__What to produce__. Which lines below hold the word "building"? Report each one.

Stored data entries
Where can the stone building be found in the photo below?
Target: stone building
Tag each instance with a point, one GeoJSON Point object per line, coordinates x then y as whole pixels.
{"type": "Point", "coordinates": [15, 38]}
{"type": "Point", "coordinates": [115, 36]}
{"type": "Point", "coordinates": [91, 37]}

__Task answer__.
Where can the stone building be found in the photo below?
Target: stone building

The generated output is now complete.